DATASET RECORDS START
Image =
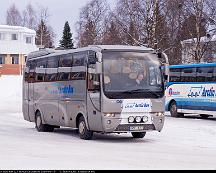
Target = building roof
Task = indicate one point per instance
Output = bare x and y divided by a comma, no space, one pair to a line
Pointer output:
17,29
203,39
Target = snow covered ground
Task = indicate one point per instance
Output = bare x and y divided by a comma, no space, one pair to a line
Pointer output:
184,143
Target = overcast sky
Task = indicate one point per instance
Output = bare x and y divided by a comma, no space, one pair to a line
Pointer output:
60,11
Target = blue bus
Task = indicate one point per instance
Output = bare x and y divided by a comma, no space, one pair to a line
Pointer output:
191,89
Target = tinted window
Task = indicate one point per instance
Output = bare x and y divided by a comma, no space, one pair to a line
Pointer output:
52,62
77,76
205,74
66,60
41,63
40,70
92,59
175,75
79,59
31,65
188,75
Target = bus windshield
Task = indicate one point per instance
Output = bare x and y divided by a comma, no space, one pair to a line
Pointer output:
132,75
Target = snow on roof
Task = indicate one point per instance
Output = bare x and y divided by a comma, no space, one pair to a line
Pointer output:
17,28
203,39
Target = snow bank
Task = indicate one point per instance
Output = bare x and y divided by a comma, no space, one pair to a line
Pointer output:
11,93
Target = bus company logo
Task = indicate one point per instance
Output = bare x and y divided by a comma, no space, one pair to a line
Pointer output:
195,91
202,92
137,105
173,93
61,89
208,92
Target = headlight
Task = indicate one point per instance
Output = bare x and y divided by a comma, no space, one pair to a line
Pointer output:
145,119
159,114
138,119
131,119
109,115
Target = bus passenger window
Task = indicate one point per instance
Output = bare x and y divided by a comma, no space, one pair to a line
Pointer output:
66,60
93,82
188,75
205,74
175,75
79,59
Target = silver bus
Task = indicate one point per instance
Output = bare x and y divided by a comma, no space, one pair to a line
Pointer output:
105,89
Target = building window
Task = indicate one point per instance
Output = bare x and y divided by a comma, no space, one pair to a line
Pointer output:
2,36
14,37
28,40
2,60
15,60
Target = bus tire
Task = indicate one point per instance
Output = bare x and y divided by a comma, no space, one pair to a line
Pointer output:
83,131
173,110
40,126
138,134
204,116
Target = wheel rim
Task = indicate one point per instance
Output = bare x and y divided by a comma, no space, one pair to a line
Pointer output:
38,121
174,108
81,127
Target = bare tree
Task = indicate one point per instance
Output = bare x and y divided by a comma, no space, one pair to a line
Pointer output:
30,17
111,33
44,33
13,16
91,23
203,16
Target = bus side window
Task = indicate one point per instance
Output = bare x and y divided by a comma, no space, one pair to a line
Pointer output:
92,59
65,64
188,75
40,70
205,74
31,75
79,59
79,66
214,75
175,75
93,82
52,69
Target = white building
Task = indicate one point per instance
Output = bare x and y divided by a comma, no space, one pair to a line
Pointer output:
208,49
15,43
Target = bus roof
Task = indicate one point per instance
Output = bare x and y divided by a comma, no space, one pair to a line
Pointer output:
193,65
100,48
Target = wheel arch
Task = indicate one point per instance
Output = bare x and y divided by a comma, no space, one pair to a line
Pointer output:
80,114
170,103
42,117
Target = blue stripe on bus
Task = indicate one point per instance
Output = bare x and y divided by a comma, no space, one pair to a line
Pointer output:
194,104
192,65
182,83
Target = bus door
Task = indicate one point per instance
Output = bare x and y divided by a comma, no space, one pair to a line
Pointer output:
26,94
94,102
31,81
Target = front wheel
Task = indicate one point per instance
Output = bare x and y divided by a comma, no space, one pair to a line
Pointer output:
138,134
83,131
40,126
174,109
204,116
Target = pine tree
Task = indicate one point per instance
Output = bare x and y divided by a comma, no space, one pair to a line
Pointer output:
43,36
66,41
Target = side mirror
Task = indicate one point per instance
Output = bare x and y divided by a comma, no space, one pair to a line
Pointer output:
98,68
166,77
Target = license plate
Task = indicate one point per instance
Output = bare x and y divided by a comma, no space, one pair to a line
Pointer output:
136,128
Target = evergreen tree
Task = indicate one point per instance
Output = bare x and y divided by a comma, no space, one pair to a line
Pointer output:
43,36
66,41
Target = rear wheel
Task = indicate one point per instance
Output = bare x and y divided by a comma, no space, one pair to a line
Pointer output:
138,134
204,116
40,126
174,110
83,131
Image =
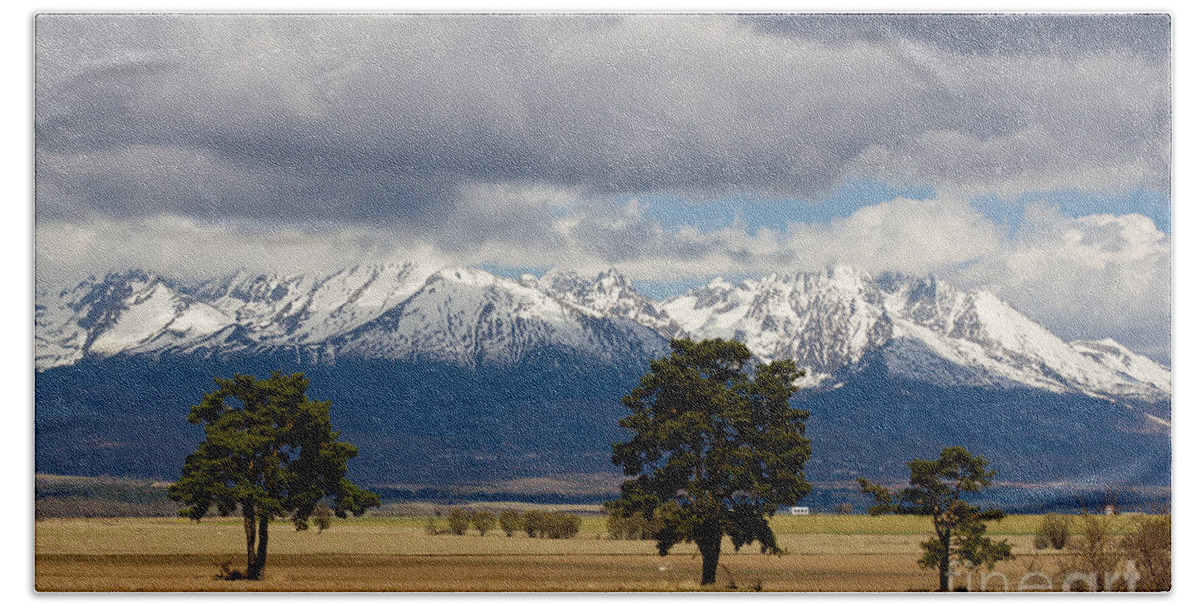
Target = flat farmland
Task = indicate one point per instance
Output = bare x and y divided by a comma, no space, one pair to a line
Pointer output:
822,553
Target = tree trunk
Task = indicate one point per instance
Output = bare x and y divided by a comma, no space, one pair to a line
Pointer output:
256,571
247,517
943,565
709,545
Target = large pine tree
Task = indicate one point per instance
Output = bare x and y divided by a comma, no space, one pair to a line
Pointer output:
715,450
270,451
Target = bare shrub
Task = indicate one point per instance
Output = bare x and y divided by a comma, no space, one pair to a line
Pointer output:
323,517
1054,530
459,521
1096,560
483,521
510,521
1150,548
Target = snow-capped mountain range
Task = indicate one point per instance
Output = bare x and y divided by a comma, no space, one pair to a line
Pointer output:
828,321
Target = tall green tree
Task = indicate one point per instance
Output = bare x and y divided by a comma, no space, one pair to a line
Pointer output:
271,451
937,488
715,450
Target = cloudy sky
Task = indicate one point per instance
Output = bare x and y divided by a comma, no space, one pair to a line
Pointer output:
1029,155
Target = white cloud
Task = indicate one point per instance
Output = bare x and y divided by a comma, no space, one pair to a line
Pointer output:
1087,277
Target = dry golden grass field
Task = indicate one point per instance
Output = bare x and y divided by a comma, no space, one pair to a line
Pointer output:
823,553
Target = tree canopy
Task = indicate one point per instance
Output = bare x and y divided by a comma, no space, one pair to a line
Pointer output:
270,451
715,450
937,488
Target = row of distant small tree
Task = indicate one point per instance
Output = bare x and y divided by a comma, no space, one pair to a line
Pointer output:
1096,548
535,523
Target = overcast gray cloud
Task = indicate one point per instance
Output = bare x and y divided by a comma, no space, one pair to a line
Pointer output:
385,118
196,145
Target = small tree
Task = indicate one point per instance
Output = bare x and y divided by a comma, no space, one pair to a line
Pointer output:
483,521
714,451
322,516
271,452
936,488
1054,530
459,521
534,523
510,522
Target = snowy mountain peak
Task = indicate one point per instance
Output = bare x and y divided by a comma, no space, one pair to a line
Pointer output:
828,321
610,294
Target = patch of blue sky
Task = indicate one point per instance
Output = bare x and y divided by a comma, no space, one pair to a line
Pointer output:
675,212
1009,211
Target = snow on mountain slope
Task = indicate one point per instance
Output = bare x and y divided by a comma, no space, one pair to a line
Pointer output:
1113,355
609,294
829,320
124,313
309,309
469,317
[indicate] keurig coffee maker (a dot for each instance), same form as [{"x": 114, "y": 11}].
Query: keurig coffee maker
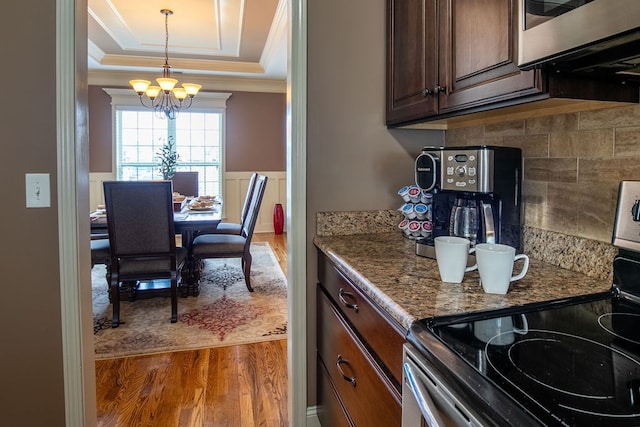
DATASET RECORDS END
> TASK REQUIREMENTS: All of the material goes into the answer exactly as it stands, except for the pictures.

> RESPONSE TO THIS TASK:
Image =
Target = building roof
Task = indicate one point per instance
Output = bare x and y divided by a comma, no space, one pair to a line
Pointer output:
17,29
203,39
Target = snow covered ground
Task = indicate one point per instance
Output = bare x and y divided by a comma, no space, one pair to a line
Pointer output:
184,143
Target = overcast sky
Task = indicate one point per instance
Output = bare x and y divided by a comma, no space, one pair to a line
Pointer output:
60,11
Target = blue bus
Task = indicate one point per instance
Output = bare x and y divided by a comma, no space, one pair to a line
Pointer output:
191,89
Target = tinted window
Task = indicate one point per instance
Output = bare x and y divided by a comma, no space, one pair to a line
Pointer output:
52,62
77,76
205,74
66,60
41,63
40,70
92,59
175,75
79,59
31,65
188,75
Target = bus windshield
Task = indicate one point per instance
Output = bare x and y divided by a comma, no space, one pair to a line
Pointer output:
132,75
Target = snow on roof
Task = indicate one point per instance
Output = bare x and y divided by a comma, no space, one pair to a line
Pointer output:
17,28
203,39
Target = snow bank
Task = indicate one point per instance
Output = bare x and y divided by a comma, no space, one pair to a line
Pointer output:
11,93
Target = bus company logo
Task = indicate one point per instance
Output = bare x and y divided by a comma, no space, one pair to a line
Pointer output:
195,91
202,92
137,105
173,93
61,89
208,92
Target = headlight
Task = indicate one point per instance
Output = bare x and y divided by a comma, no space, one pair to a line
Pointer output:
145,119
159,114
138,119
131,119
109,115
Target = bus passenger window
Task = indicate one point per instance
Output = bare x and y divided by a comma, no space, one pair to a line
Pointer output:
66,60
93,82
188,75
205,74
175,75
79,59
Target = silver bus
Task = indicate one point per instance
Output = bare x and y divided by a comma, no space, one pair to a line
Pointer output:
105,89
Target = building window
Task = indicate one point per instance
Output = bare x and y divided by a comma, no space, one pair to a line
Pointer output:
2,36
14,37
28,40
2,60
15,60
Target = bus tire
Task = indicate one point per instance
Output = bare x and y divided by a comma, no space, one pair to a line
Pointer output:
83,131
173,110
40,126
138,134
204,116
Target = wheel rim
Task = indicate one point per instance
Output = bare x and y divided by a comma, no space, one pair to a line
Pointer output:
38,121
174,108
81,127
Target = bare tree
Task = indicate one point per instance
Output = bare x and y divided by a comma, no space, one pair to a line
Pointer output:
30,17
111,33
44,33
13,16
91,23
203,16
Target = bus side window
Task = indicate one point per instance
Output = bare x and y divided by a comma, no space, one pair to a line
Pointer output:
92,59
65,64
188,75
40,70
205,74
31,75
79,59
79,66
214,75
175,75
93,82
52,69
Target = white building
Task = indicate one point per instance
Output = bare x and y divided by a comma, no space, one pair to a line
Pointer output:
208,49
15,43
Target = bus roof
Task = indicate one point per instance
Output = bare x and y divided by a comma, no space, one pair to a line
Pointer output:
193,65
100,48
Target = wheel arch
Task = indicate one point per instance
Output = bare x and y divided by a comma, no space, one pair to a line
Pointer output:
80,114
170,103
42,117
Target = blue stripe on bus
Task = indicate one point per instance
Output = bare x and y divided by a comma, no space, one pair to a line
Pointer output:
194,104
192,65
182,83
Target = bus door
Task = indicate one point per instance
Output = bare x and y divided by a comma, no space, one pair to a line
Pointer output:
26,94
94,102
31,81
Target = front wheel
Task = indicate one point per instance
Output = bare x and y divided by a comma, no space, one pair to a line
Pointer output:
138,134
83,131
40,126
174,109
204,116
Target = pine tree
Task = indicate one point per instance
Output = bare x and y divided by a comma, no space, one pair to a line
Pointer output:
43,36
66,41
Target = side mirror
Task = indicate one point per instance
Output = bare x and y divided by a comma, no space, one pair to a line
Pointer output:
98,68
166,77
Target = license plate
Task = indicate one point per instance
Output = bare x and y divided by a comma, no space, one pair to a line
Pointer output:
136,128
Target = evergreen tree
Task = indicate one point per instance
Output = bare x and y divided by a comma, no space, one pair to a line
Pointer output:
43,36
66,41
Target = rear wheel
Task = indicate one point per instance
Output = bare x and y divided by a comma, no space, one pair to a line
Pointer output:
138,134
204,116
40,126
174,110
83,131
Image =
Target = flat farmland
Task = indicate one point per instance
Output = bare x and y divided by a comma, no space, one pair to a line
Pointer output:
822,553
Target = tree trunk
Task = indicate one point per instance
Output = bare x and y divided by a comma, no space, one pair to a line
Pointer output:
256,571
247,517
943,565
709,545
Target = large pine tree
Task = indicate one point per instance
Output = bare x and y divided by a comma, no space, one pair to a line
Pointer output:
715,450
270,451
Target = bare shrub
Task = indicate one point per instance
Output = bare x and y divided by a comma, no space, one pair to a line
Pointer output:
323,517
1054,530
459,521
1096,560
483,521
510,521
1150,548
Target = snow-capped mountain range
Task = indicate one point per instance
Output = bare x and y divided by a comma, no space, one pair to a line
Pointer output:
828,321
Target = tall green tree
Task = indicate one point per instance
Output = bare x and y divided by a comma, no space, one pair to a line
Pointer output:
271,451
937,488
715,450
Target = cloudy sky
Task = indicate one point per instance
Output = bare x and y divided by a comma, no space, one pair to a line
Pointer output:
1029,155
Target = white cloud
Task = indicate one point per instance
Output = bare x and y divided by a comma, no space, one pair to a line
Pointer output:
1087,277
Target = dry golden grass field
Task = indicate one point per instance
Output = bare x and y divided by a comma, no space, one pair to a line
Pointer output:
823,553
Target = tree canopy
Task = indicate one point per instance
Output = bare x and y divided by a comma, no space, one pair to a line
Pointer output:
270,451
715,450
937,488
Target = row of distant small tree
Task = indicate one point per instance
Output = bare x and y divided by a comma, no space, one pair to a line
Pointer output:
1096,548
535,523
Target = overcast gray cloud
Task = indicate one point per instance
Output = bare x and y divided by a comma, no space, one pair to a line
Pointer output:
385,118
196,145
Target = small tree
Task = indicate one point per instance
Output = bare x and y divided by a comma, no space, one pair to a line
Pointer output:
483,521
714,451
322,516
271,452
936,488
1054,530
459,521
534,523
510,522
Target = snowy mountain peak
Task = indicate one point per instance
Output = bare x and y divided by a comma, no space, one pair to a line
Pointer output:
828,321
610,294
Target = patch of blue sky
Task = indicate one point per instance
Output = bare x and y divided by a comma, no space, one pair to a line
Pointer output:
675,212
1009,211
Target = snow on mountain slope
Task = indicate one point per instance
Output = bare x and y divided by a comma, no space, one pair to a line
Pointer output:
1113,355
609,294
829,320
124,313
309,309
469,317
[indicate] keurig coffee maker (a dot for each instance), same form as [{"x": 114, "y": 11}].
Query: keurig coffee maker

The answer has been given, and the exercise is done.